Task prompt
Locate the line containing "Objective — one point per instance of the plowed" in the material below; repeat it and every line after it, exactly as written.

Records shown
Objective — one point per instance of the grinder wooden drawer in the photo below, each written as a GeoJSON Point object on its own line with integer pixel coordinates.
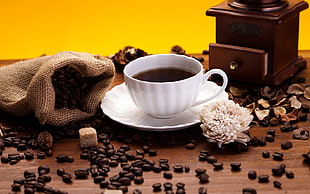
{"type": "Point", "coordinates": [240, 63]}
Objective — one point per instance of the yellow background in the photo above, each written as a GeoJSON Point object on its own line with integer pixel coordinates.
{"type": "Point", "coordinates": [30, 28]}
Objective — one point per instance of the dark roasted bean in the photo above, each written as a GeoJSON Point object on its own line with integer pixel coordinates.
{"type": "Point", "coordinates": [152, 152]}
{"type": "Point", "coordinates": [202, 190]}
{"type": "Point", "coordinates": [252, 174]}
{"type": "Point", "coordinates": [5, 159]}
{"type": "Point", "coordinates": [235, 166]}
{"type": "Point", "coordinates": [136, 191]}
{"type": "Point", "coordinates": [180, 191]}
{"type": "Point", "coordinates": [289, 174]}
{"type": "Point", "coordinates": [266, 154]}
{"type": "Point", "coordinates": [81, 173]}
{"type": "Point", "coordinates": [211, 159]}
{"type": "Point", "coordinates": [61, 158]}
{"type": "Point", "coordinates": [167, 186]}
{"type": "Point", "coordinates": [124, 181]}
{"type": "Point", "coordinates": [104, 184]}
{"type": "Point", "coordinates": [156, 187]}
{"type": "Point", "coordinates": [156, 168]}
{"type": "Point", "coordinates": [29, 155]}
{"type": "Point", "coordinates": [286, 145]}
{"type": "Point", "coordinates": [180, 185]}
{"type": "Point", "coordinates": [204, 178]}
{"type": "Point", "coordinates": [248, 190]}
{"type": "Point", "coordinates": [277, 156]}
{"type": "Point", "coordinates": [271, 131]}
{"type": "Point", "coordinates": [200, 171]}
{"type": "Point", "coordinates": [186, 168]}
{"type": "Point", "coordinates": [270, 138]}
{"type": "Point", "coordinates": [16, 187]}
{"type": "Point", "coordinates": [263, 178]}
{"type": "Point", "coordinates": [41, 155]}
{"type": "Point", "coordinates": [138, 180]}
{"type": "Point", "coordinates": [66, 177]}
{"type": "Point", "coordinates": [178, 168]}
{"type": "Point", "coordinates": [218, 165]}
{"type": "Point", "coordinates": [190, 146]}
{"type": "Point", "coordinates": [98, 179]}
{"type": "Point", "coordinates": [277, 184]}
{"type": "Point", "coordinates": [167, 175]}
{"type": "Point", "coordinates": [202, 157]}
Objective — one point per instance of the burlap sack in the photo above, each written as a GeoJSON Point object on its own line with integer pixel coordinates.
{"type": "Point", "coordinates": [26, 86]}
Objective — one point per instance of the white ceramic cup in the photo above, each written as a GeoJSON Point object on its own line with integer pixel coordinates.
{"type": "Point", "coordinates": [167, 99]}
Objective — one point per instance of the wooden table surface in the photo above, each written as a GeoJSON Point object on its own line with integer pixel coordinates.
{"type": "Point", "coordinates": [171, 146]}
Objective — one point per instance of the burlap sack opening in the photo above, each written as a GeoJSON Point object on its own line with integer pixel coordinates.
{"type": "Point", "coordinates": [26, 86]}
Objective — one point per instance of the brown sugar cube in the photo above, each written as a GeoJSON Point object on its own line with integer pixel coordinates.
{"type": "Point", "coordinates": [113, 192]}
{"type": "Point", "coordinates": [88, 137]}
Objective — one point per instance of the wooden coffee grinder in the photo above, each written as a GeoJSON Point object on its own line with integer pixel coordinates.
{"type": "Point", "coordinates": [257, 40]}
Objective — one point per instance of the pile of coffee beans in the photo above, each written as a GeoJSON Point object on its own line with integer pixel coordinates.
{"type": "Point", "coordinates": [71, 88]}
{"type": "Point", "coordinates": [33, 183]}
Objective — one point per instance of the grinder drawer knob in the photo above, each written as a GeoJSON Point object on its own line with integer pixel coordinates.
{"type": "Point", "coordinates": [233, 65]}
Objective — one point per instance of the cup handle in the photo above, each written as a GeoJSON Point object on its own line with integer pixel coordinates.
{"type": "Point", "coordinates": [205, 78]}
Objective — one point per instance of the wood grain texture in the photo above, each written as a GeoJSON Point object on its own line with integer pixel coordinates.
{"type": "Point", "coordinates": [222, 181]}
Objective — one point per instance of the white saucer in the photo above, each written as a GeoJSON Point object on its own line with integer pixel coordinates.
{"type": "Point", "coordinates": [118, 105]}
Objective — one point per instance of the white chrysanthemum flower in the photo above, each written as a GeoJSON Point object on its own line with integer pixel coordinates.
{"type": "Point", "coordinates": [224, 122]}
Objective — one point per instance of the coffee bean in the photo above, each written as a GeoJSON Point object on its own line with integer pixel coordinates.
{"type": "Point", "coordinates": [167, 186]}
{"type": "Point", "coordinates": [202, 190]}
{"type": "Point", "coordinates": [41, 155]}
{"type": "Point", "coordinates": [81, 173]}
{"type": "Point", "coordinates": [277, 156]}
{"type": "Point", "coordinates": [104, 184]}
{"type": "Point", "coordinates": [252, 174]}
{"type": "Point", "coordinates": [218, 165]}
{"type": "Point", "coordinates": [190, 146]}
{"type": "Point", "coordinates": [180, 185]}
{"type": "Point", "coordinates": [156, 168]}
{"type": "Point", "coordinates": [200, 171]}
{"type": "Point", "coordinates": [167, 175]}
{"type": "Point", "coordinates": [180, 191]}
{"type": "Point", "coordinates": [277, 184]}
{"type": "Point", "coordinates": [266, 154]}
{"type": "Point", "coordinates": [98, 179]}
{"type": "Point", "coordinates": [66, 177]}
{"type": "Point", "coordinates": [286, 127]}
{"type": "Point", "coordinates": [138, 180]}
{"type": "Point", "coordinates": [290, 174]}
{"type": "Point", "coordinates": [29, 155]}
{"type": "Point", "coordinates": [263, 178]}
{"type": "Point", "coordinates": [186, 168]}
{"type": "Point", "coordinates": [136, 191]}
{"type": "Point", "coordinates": [21, 147]}
{"type": "Point", "coordinates": [271, 131]}
{"type": "Point", "coordinates": [5, 159]}
{"type": "Point", "coordinates": [211, 159]}
{"type": "Point", "coordinates": [270, 138]}
{"type": "Point", "coordinates": [235, 166]}
{"type": "Point", "coordinates": [204, 178]}
{"type": "Point", "coordinates": [248, 190]}
{"type": "Point", "coordinates": [169, 192]}
{"type": "Point", "coordinates": [29, 190]}
{"type": "Point", "coordinates": [152, 152]}
{"type": "Point", "coordinates": [202, 157]}
{"type": "Point", "coordinates": [124, 181]}
{"type": "Point", "coordinates": [156, 187]}
{"type": "Point", "coordinates": [178, 168]}
{"type": "Point", "coordinates": [286, 145]}
{"type": "Point", "coordinates": [16, 187]}
{"type": "Point", "coordinates": [277, 171]}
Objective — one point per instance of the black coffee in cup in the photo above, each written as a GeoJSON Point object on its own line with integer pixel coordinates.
{"type": "Point", "coordinates": [164, 75]}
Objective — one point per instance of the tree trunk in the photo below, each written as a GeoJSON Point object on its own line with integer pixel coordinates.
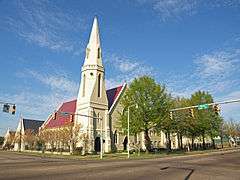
{"type": "Point", "coordinates": [192, 143]}
{"type": "Point", "coordinates": [204, 145]}
{"type": "Point", "coordinates": [168, 137]}
{"type": "Point", "coordinates": [221, 139]}
{"type": "Point", "coordinates": [147, 141]}
{"type": "Point", "coordinates": [181, 141]}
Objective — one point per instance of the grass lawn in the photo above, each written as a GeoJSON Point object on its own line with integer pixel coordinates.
{"type": "Point", "coordinates": [123, 156]}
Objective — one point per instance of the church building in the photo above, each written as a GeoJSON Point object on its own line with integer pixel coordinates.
{"type": "Point", "coordinates": [95, 108]}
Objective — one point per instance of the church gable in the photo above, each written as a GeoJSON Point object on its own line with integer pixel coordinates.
{"type": "Point", "coordinates": [114, 95]}
{"type": "Point", "coordinates": [61, 120]}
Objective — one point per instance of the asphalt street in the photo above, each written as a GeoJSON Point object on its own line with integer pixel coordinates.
{"type": "Point", "coordinates": [212, 166]}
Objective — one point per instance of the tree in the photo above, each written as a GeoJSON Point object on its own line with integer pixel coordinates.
{"type": "Point", "coordinates": [205, 121]}
{"type": "Point", "coordinates": [180, 119]}
{"type": "Point", "coordinates": [153, 106]}
{"type": "Point", "coordinates": [231, 130]}
{"type": "Point", "coordinates": [1, 140]}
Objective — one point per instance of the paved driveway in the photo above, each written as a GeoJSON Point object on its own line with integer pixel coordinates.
{"type": "Point", "coordinates": [213, 166]}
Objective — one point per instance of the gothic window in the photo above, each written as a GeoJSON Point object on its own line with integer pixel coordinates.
{"type": "Point", "coordinates": [87, 52]}
{"type": "Point", "coordinates": [99, 85]}
{"type": "Point", "coordinates": [84, 84]}
{"type": "Point", "coordinates": [99, 53]}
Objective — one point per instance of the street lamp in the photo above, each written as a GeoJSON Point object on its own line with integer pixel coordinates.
{"type": "Point", "coordinates": [128, 147]}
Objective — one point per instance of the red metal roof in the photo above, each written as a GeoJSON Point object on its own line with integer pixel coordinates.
{"type": "Point", "coordinates": [70, 107]}
{"type": "Point", "coordinates": [61, 119]}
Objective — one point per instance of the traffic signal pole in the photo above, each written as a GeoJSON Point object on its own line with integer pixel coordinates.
{"type": "Point", "coordinates": [83, 115]}
{"type": "Point", "coordinates": [209, 104]}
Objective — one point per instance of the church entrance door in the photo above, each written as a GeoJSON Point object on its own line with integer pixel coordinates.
{"type": "Point", "coordinates": [97, 144]}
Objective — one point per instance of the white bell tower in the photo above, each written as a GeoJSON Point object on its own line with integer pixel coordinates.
{"type": "Point", "coordinates": [92, 97]}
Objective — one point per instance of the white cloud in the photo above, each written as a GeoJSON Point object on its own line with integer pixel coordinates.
{"type": "Point", "coordinates": [219, 63]}
{"type": "Point", "coordinates": [57, 82]}
{"type": "Point", "coordinates": [216, 72]}
{"type": "Point", "coordinates": [125, 69]}
{"type": "Point", "coordinates": [176, 9]}
{"type": "Point", "coordinates": [56, 88]}
{"type": "Point", "coordinates": [44, 23]}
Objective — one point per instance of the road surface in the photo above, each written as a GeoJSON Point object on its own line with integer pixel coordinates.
{"type": "Point", "coordinates": [213, 166]}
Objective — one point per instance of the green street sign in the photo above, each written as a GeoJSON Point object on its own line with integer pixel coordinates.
{"type": "Point", "coordinates": [203, 106]}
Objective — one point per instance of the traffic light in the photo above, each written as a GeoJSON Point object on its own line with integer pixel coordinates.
{"type": "Point", "coordinates": [191, 113]}
{"type": "Point", "coordinates": [71, 117]}
{"type": "Point", "coordinates": [13, 109]}
{"type": "Point", "coordinates": [171, 115]}
{"type": "Point", "coordinates": [6, 108]}
{"type": "Point", "coordinates": [216, 109]}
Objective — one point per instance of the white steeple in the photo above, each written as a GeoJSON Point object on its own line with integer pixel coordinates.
{"type": "Point", "coordinates": [92, 97]}
{"type": "Point", "coordinates": [93, 50]}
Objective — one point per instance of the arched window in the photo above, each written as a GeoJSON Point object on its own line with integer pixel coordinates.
{"type": "Point", "coordinates": [99, 85]}
{"type": "Point", "coordinates": [84, 84]}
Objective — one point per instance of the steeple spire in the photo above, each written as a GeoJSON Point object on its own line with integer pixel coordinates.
{"type": "Point", "coordinates": [94, 37]}
{"type": "Point", "coordinates": [93, 51]}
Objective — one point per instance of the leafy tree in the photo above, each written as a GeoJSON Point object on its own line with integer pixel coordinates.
{"type": "Point", "coordinates": [152, 100]}
{"type": "Point", "coordinates": [205, 121]}
{"type": "Point", "coordinates": [1, 140]}
{"type": "Point", "coordinates": [181, 119]}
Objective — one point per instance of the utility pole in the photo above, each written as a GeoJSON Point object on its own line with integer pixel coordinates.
{"type": "Point", "coordinates": [128, 139]}
{"type": "Point", "coordinates": [20, 138]}
{"type": "Point", "coordinates": [128, 147]}
{"type": "Point", "coordinates": [101, 150]}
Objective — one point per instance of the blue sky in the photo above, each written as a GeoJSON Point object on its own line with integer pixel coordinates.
{"type": "Point", "coordinates": [188, 45]}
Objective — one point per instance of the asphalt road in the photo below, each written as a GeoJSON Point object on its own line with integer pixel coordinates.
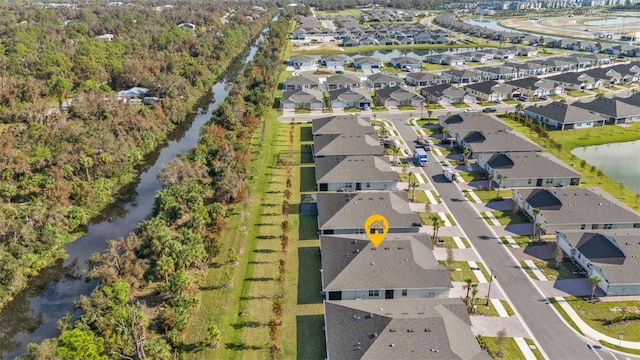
{"type": "Point", "coordinates": [556, 339]}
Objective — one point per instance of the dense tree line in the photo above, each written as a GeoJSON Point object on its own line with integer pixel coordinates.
{"type": "Point", "coordinates": [147, 281]}
{"type": "Point", "coordinates": [60, 166]}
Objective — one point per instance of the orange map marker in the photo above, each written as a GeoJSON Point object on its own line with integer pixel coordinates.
{"type": "Point", "coordinates": [376, 226]}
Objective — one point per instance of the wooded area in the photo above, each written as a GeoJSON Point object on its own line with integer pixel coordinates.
{"type": "Point", "coordinates": [148, 281]}
{"type": "Point", "coordinates": [68, 145]}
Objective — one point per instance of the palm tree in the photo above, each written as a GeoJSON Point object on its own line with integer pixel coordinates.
{"type": "Point", "coordinates": [500, 180]}
{"type": "Point", "coordinates": [535, 213]}
{"type": "Point", "coordinates": [467, 286]}
{"type": "Point", "coordinates": [437, 223]}
{"type": "Point", "coordinates": [594, 280]}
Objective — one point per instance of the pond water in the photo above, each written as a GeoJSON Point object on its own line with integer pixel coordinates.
{"type": "Point", "coordinates": [620, 161]}
{"type": "Point", "coordinates": [613, 21]}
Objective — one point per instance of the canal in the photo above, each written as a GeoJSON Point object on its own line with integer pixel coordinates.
{"type": "Point", "coordinates": [33, 314]}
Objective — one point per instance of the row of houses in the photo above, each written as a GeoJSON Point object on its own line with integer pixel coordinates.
{"type": "Point", "coordinates": [624, 49]}
{"type": "Point", "coordinates": [597, 231]}
{"type": "Point", "coordinates": [386, 301]}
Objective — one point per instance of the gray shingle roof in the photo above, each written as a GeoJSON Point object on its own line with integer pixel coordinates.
{"type": "Point", "coordinates": [497, 141]}
{"type": "Point", "coordinates": [578, 206]}
{"type": "Point", "coordinates": [610, 107]}
{"type": "Point", "coordinates": [402, 261]}
{"type": "Point", "coordinates": [530, 165]}
{"type": "Point", "coordinates": [333, 169]}
{"type": "Point", "coordinates": [564, 113]}
{"type": "Point", "coordinates": [612, 250]}
{"type": "Point", "coordinates": [351, 210]}
{"type": "Point", "coordinates": [347, 144]}
{"type": "Point", "coordinates": [341, 124]}
{"type": "Point", "coordinates": [404, 329]}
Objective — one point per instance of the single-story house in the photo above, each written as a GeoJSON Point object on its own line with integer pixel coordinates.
{"type": "Point", "coordinates": [346, 144]}
{"type": "Point", "coordinates": [528, 169]}
{"type": "Point", "coordinates": [402, 267]}
{"type": "Point", "coordinates": [349, 98]}
{"type": "Point", "coordinates": [403, 61]}
{"type": "Point", "coordinates": [534, 87]}
{"type": "Point", "coordinates": [564, 116]}
{"type": "Point", "coordinates": [357, 172]}
{"type": "Point", "coordinates": [616, 111]}
{"type": "Point", "coordinates": [302, 99]}
{"type": "Point", "coordinates": [341, 82]}
{"type": "Point", "coordinates": [407, 329]}
{"type": "Point", "coordinates": [367, 63]}
{"type": "Point", "coordinates": [446, 94]}
{"type": "Point", "coordinates": [397, 96]}
{"type": "Point", "coordinates": [382, 80]}
{"type": "Point", "coordinates": [609, 255]}
{"type": "Point", "coordinates": [300, 82]}
{"type": "Point", "coordinates": [347, 212]}
{"type": "Point", "coordinates": [575, 209]}
{"type": "Point", "coordinates": [422, 79]}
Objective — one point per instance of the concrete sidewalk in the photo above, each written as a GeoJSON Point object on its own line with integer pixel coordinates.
{"type": "Point", "coordinates": [590, 332]}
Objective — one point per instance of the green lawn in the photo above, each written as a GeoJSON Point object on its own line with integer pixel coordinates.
{"type": "Point", "coordinates": [570, 140]}
{"type": "Point", "coordinates": [507, 217]}
{"type": "Point", "coordinates": [470, 176]}
{"type": "Point", "coordinates": [598, 315]}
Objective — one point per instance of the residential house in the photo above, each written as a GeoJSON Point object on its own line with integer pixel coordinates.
{"type": "Point", "coordinates": [382, 80]}
{"type": "Point", "coordinates": [462, 77]}
{"type": "Point", "coordinates": [367, 63]}
{"type": "Point", "coordinates": [444, 59]}
{"type": "Point", "coordinates": [489, 142]}
{"type": "Point", "coordinates": [528, 169]}
{"type": "Point", "coordinates": [489, 90]}
{"type": "Point", "coordinates": [403, 267]}
{"type": "Point", "coordinates": [300, 82]}
{"type": "Point", "coordinates": [496, 72]}
{"type": "Point", "coordinates": [349, 98]}
{"type": "Point", "coordinates": [397, 96]}
{"type": "Point", "coordinates": [302, 60]}
{"type": "Point", "coordinates": [615, 110]}
{"type": "Point", "coordinates": [406, 61]}
{"type": "Point", "coordinates": [534, 87]}
{"type": "Point", "coordinates": [408, 329]}
{"type": "Point", "coordinates": [446, 94]}
{"type": "Point", "coordinates": [302, 99]}
{"type": "Point", "coordinates": [334, 60]}
{"type": "Point", "coordinates": [334, 173]}
{"type": "Point", "coordinates": [575, 209]}
{"type": "Point", "coordinates": [422, 79]}
{"type": "Point", "coordinates": [564, 116]}
{"type": "Point", "coordinates": [341, 124]}
{"type": "Point", "coordinates": [577, 81]}
{"type": "Point", "coordinates": [347, 212]}
{"type": "Point", "coordinates": [340, 82]}
{"type": "Point", "coordinates": [611, 256]}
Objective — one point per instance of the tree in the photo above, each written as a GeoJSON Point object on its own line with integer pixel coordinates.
{"type": "Point", "coordinates": [437, 223]}
{"type": "Point", "coordinates": [79, 344]}
{"type": "Point", "coordinates": [594, 281]}
{"type": "Point", "coordinates": [501, 335]}
{"type": "Point", "coordinates": [213, 336]}
{"type": "Point", "coordinates": [467, 286]}
{"type": "Point", "coordinates": [535, 213]}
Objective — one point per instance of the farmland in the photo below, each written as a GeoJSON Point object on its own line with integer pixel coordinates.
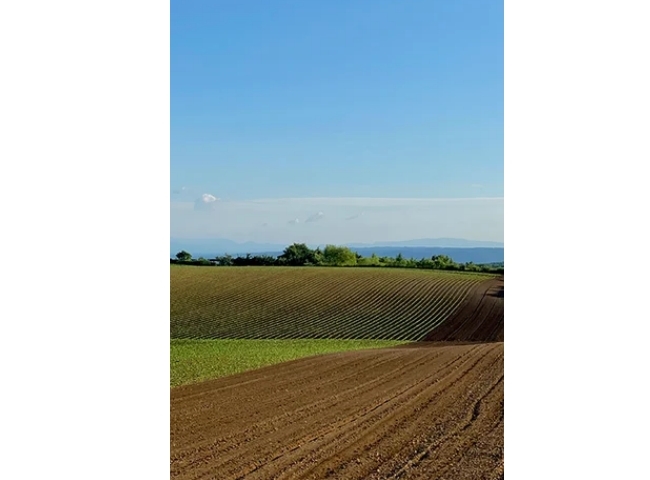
{"type": "Point", "coordinates": [197, 360]}
{"type": "Point", "coordinates": [429, 408]}
{"type": "Point", "coordinates": [304, 302]}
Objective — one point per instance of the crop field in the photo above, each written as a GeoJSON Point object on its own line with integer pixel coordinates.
{"type": "Point", "coordinates": [197, 360]}
{"type": "Point", "coordinates": [430, 409]}
{"type": "Point", "coordinates": [304, 302]}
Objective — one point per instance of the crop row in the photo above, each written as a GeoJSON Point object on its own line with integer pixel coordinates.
{"type": "Point", "coordinates": [265, 302]}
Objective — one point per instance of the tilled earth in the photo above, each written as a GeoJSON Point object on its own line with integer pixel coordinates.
{"type": "Point", "coordinates": [431, 410]}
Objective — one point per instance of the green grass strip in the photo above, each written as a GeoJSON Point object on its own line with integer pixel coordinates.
{"type": "Point", "coordinates": [198, 360]}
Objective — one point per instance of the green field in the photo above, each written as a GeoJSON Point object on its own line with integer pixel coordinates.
{"type": "Point", "coordinates": [313, 302]}
{"type": "Point", "coordinates": [197, 360]}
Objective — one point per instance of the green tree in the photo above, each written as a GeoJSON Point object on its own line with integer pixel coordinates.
{"type": "Point", "coordinates": [298, 254]}
{"type": "Point", "coordinates": [184, 256]}
{"type": "Point", "coordinates": [333, 255]}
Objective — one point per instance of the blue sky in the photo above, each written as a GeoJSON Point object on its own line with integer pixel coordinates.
{"type": "Point", "coordinates": [374, 99]}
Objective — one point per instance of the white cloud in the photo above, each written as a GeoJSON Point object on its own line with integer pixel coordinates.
{"type": "Point", "coordinates": [384, 219]}
{"type": "Point", "coordinates": [353, 217]}
{"type": "Point", "coordinates": [315, 217]}
{"type": "Point", "coordinates": [205, 202]}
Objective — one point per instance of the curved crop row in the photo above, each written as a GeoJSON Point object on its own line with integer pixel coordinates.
{"type": "Point", "coordinates": [310, 302]}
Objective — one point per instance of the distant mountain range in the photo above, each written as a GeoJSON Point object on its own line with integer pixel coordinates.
{"type": "Point", "coordinates": [460, 250]}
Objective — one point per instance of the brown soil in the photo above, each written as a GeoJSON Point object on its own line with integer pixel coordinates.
{"type": "Point", "coordinates": [478, 319]}
{"type": "Point", "coordinates": [428, 410]}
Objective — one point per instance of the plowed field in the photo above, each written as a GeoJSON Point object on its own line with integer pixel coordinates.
{"type": "Point", "coordinates": [426, 410]}
{"type": "Point", "coordinates": [304, 302]}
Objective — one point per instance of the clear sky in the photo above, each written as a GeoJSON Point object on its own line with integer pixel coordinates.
{"type": "Point", "coordinates": [354, 109]}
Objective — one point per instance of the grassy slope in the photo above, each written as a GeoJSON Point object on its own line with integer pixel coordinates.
{"type": "Point", "coordinates": [316, 302]}
{"type": "Point", "coordinates": [198, 360]}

Exercise output
Objective — one point per instance of the plowed field in the photo above, each written as a GeoJSON Point object on its own line with integer pixel coordinates.
{"type": "Point", "coordinates": [426, 410]}
{"type": "Point", "coordinates": [304, 302]}
Objective — one point per instance of the clear sky in the photo above, each written as a GeoJSON Point object on its own line with integer pixel coordinates.
{"type": "Point", "coordinates": [354, 109]}
Objective — one point per instance of the grassy slope in the photo above, each written as a GeoJSON Point object on its own line with integer pixel coordinates.
{"type": "Point", "coordinates": [316, 302]}
{"type": "Point", "coordinates": [198, 360]}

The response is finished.